• CONSIGNE A:
Pouvez-vous recopier fidèlement le passage du texte ci-dessous, en commençant par « L’entrée en scène » et en allant jusqu'à « parfaitement bien orchestrée. » ?

Pour être plus clair, on pourrait ainsi résumer : le texte gouvernemental n’avait quasi aucune chance d’être voté à l’Assemblée nationale. Il fallait donc pour les macronistes en passer par celui des Républicains, plus dur, plus préférence nationale, plus démagogique et antisocial (restriction de l’AME, créations de conditions spécifiques d’accès aux aides sociales pour les étrangers travaillant légalement, mise en place de quota, caution demandée aux étudiants étrangers, etc.). Et plus le texte comportaient d’articles contestables par le Conseil constitutionnel, plus le texte d’origine, pour lequel aucune majorité parlementaire n’était possible, reviendrait. Faut quand même pas prendre les « stratèges » pour des buses ! Mais le meilleur est sans conteste le bouquet final. Peu importe les 32 départements qui déclarent vouloir contourner la loi, les pétitions de personnalités demandant à Macron de ne pas la promulguer, les communiqués des associations défenseures des droits des immigrés, des appels syndicaux à manifester, etc. Ils sont partie intégrante du scénario. La messe est déjà dite. On y vient.

L’entrée en scène de l’Union européenne

Temps ultime de la mistoufle. L’acte fatal en quelque sorte. Car au même moment, loin du bruit et de la fureur, dans les salles feutrées et insonorisées de la machinerie de l’Union européenne, dans le silence médiatique et politique français, planchait avec ardeur froide et détermination, une commission réunissant des parlementaires européens et des membres du Conseil. Mais pourquoi faire, diantre ? Ils scellaient un accord pour un nouveau «  pacte sur la migration et l’asile », âprement négocié depuis 7 ans, qui s’appliquera dans tous les pays membres de l’UE. Non il n’y a pas de hasard de calendrier comme l’ont écrit plusieurs médias. Plutôt une convergence parfaitement bien orchestrée.

• DONNÉES FOURNIES:
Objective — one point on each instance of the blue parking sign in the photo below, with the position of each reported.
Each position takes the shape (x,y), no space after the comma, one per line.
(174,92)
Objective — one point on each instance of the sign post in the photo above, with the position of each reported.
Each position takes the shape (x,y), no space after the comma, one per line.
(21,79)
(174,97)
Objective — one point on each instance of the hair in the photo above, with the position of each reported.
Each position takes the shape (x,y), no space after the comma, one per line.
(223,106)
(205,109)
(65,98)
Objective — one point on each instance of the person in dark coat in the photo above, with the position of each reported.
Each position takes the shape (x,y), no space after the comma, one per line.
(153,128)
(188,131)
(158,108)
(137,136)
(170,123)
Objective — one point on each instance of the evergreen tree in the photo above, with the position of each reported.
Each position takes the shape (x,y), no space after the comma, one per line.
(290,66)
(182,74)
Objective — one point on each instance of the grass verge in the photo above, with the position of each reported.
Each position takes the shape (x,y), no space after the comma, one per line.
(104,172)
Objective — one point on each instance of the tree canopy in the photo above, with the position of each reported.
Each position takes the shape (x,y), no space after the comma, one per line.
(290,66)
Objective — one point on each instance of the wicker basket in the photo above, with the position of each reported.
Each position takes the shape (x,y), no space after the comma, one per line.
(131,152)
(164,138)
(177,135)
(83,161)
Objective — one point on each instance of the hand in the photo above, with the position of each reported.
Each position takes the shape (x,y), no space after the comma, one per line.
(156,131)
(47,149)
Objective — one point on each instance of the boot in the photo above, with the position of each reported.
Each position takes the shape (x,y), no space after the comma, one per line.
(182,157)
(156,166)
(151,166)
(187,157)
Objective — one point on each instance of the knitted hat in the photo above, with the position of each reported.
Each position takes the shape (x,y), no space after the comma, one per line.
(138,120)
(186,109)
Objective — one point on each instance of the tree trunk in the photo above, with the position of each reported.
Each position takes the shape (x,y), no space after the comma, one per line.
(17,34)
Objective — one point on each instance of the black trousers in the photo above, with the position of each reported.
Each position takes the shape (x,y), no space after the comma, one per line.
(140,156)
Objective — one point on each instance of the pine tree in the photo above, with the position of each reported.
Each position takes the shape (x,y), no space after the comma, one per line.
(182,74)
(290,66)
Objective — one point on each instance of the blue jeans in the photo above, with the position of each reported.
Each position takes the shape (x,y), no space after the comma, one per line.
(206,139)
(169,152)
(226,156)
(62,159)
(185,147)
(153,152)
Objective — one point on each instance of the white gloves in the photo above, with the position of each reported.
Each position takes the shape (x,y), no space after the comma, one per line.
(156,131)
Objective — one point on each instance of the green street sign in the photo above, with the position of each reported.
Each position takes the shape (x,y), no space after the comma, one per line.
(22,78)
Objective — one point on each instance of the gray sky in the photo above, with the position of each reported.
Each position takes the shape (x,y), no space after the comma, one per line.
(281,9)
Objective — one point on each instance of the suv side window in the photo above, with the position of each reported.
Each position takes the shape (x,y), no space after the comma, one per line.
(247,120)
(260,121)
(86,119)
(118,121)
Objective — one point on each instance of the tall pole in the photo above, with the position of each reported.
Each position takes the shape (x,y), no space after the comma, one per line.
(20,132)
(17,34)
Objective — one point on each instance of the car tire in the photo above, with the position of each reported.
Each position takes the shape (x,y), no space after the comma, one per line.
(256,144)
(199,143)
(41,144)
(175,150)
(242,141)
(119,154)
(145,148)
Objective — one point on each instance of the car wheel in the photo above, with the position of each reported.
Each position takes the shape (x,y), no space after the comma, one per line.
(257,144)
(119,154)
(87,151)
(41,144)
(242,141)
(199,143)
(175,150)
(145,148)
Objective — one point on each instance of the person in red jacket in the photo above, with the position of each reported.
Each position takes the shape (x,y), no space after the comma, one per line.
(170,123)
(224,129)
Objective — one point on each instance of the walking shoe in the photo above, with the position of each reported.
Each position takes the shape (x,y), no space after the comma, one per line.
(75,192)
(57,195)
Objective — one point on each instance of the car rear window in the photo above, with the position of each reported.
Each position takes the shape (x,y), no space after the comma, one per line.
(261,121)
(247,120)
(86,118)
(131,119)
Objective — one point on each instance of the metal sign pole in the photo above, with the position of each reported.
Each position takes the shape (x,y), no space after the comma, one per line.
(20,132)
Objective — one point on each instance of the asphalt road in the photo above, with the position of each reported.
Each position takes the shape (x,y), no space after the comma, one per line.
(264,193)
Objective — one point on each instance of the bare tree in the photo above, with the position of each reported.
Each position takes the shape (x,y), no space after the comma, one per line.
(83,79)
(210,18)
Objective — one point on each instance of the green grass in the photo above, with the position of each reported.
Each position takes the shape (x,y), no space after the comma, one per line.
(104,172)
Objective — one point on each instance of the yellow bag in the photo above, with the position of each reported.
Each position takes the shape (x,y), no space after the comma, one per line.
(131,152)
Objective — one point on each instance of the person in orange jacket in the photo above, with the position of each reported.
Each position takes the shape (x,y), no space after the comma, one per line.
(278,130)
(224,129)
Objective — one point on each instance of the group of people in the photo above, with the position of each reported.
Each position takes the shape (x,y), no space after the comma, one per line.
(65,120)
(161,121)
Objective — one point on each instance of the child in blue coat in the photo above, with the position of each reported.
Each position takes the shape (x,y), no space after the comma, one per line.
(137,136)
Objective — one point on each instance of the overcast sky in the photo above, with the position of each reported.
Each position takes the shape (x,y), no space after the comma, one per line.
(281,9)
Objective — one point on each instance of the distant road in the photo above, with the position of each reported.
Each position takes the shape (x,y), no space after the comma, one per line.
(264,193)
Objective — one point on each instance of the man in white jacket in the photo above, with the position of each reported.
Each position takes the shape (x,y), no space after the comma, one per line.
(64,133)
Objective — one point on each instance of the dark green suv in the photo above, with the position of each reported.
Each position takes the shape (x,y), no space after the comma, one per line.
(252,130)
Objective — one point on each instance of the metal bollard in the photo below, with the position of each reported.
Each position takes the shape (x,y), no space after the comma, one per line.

• CONSIGNE B:
Filtrez la liste ci-dessus pour n'en garder que les lignes contenant le mot « jacket ».

• CORRIGÉ A:
L’entrée en scène de l’Union européenne

Temps ultime de la mistoufle. L’acte fatal en quelque sorte. Car au même moment, loin du bruit et de la fureur, dans les salles feutrées et insonorisées de la machinerie de l’Union européenne, dans le silence médiatique et politique français, planchait avec ardeur froide et détermination, une commission réunissant des parlementaires européens et des membres du Conseil. Mais pourquoi faire, diantre ? Ils scellaient un accord pour un nouveau «  pacte sur la migration et l’asile », âprement négocié depuis 7 ans, qui s’appliquera dans tous les pays membres de l’UE. Non il n’y a pas de hasard de calendrier comme l’ont écrit plusieurs médias. Plutôt une convergence parfaitement bien orchestrée.

• CORRIGÉ B:
Objective — one point on each instance of the person in red jacket in the photo above, with the position of each reported.
Objective — one point on each instance of the person in orange jacket in the photo above, with the position of each reported.
Objective — one point on each instance of the man in white jacket in the photo above, with the position of each reported.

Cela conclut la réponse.